■ Task data
━━━━━━━━━━━━━━━━━━━━
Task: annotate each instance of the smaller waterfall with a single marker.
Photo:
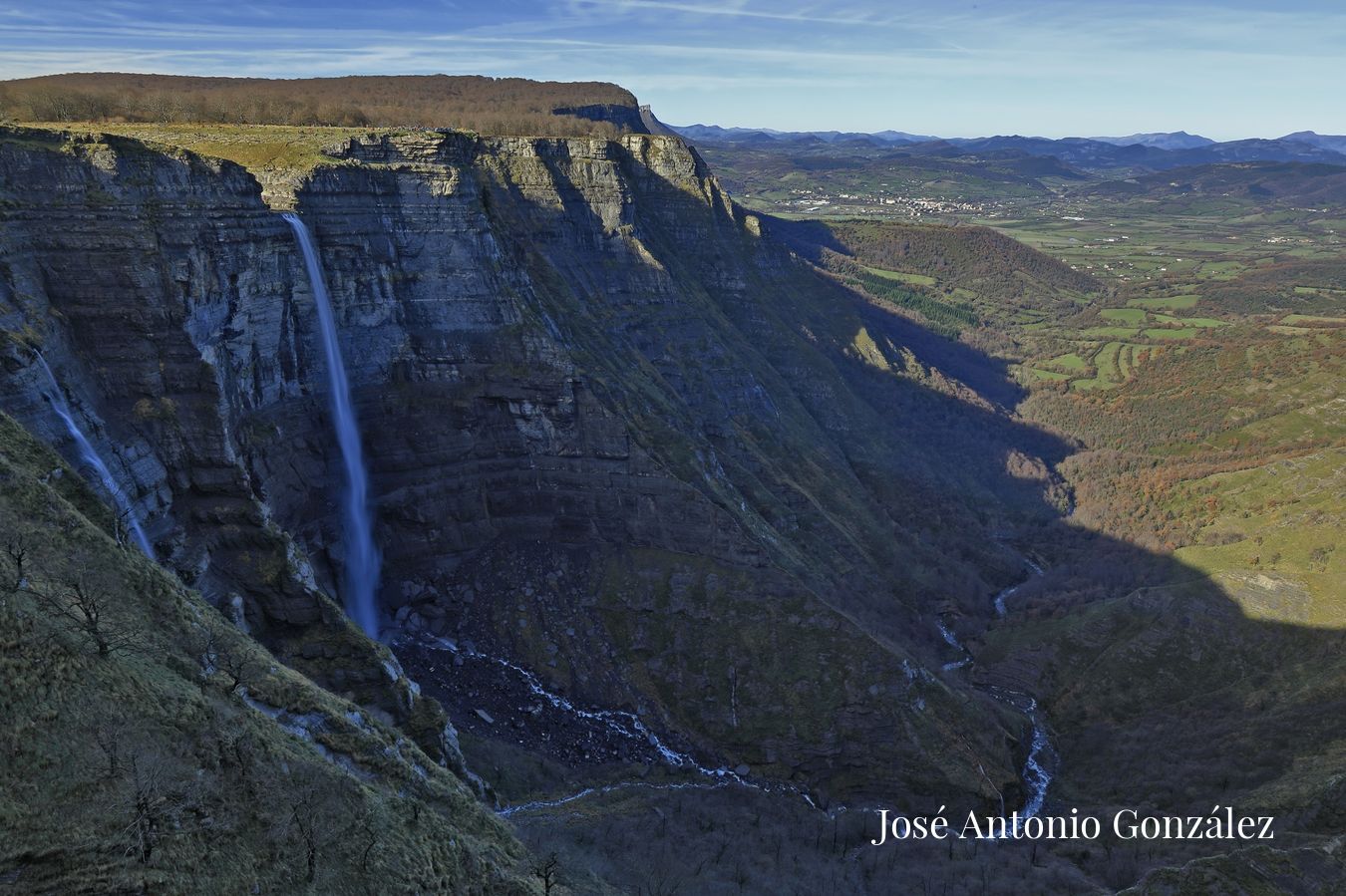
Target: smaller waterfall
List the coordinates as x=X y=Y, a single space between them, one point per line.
━━━━━━━━━━━━━━━━━━━━
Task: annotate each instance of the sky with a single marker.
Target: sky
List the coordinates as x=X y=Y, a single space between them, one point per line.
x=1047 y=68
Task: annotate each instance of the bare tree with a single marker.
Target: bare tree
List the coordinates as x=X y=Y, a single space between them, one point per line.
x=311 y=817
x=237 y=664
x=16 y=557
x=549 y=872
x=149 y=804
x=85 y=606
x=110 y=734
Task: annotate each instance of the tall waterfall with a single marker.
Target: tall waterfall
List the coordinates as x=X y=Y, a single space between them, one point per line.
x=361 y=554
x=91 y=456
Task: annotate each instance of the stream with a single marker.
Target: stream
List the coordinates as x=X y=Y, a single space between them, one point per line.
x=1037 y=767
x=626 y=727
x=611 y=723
━━━━━━━━━━━━━━━━━━━━
■ What to produce
Copy the lines exactly as they stand, starting at the line that contains "Task: annotate each instance of the stream" and ending at the line that contains "x=611 y=723", both included.

■ Response to this task
Task: annotate each instance of the stream with a single marker.
Target: stream
List the coordinates as x=X y=Y, a single space between them, one point per line.
x=1037 y=767
x=626 y=727
x=611 y=723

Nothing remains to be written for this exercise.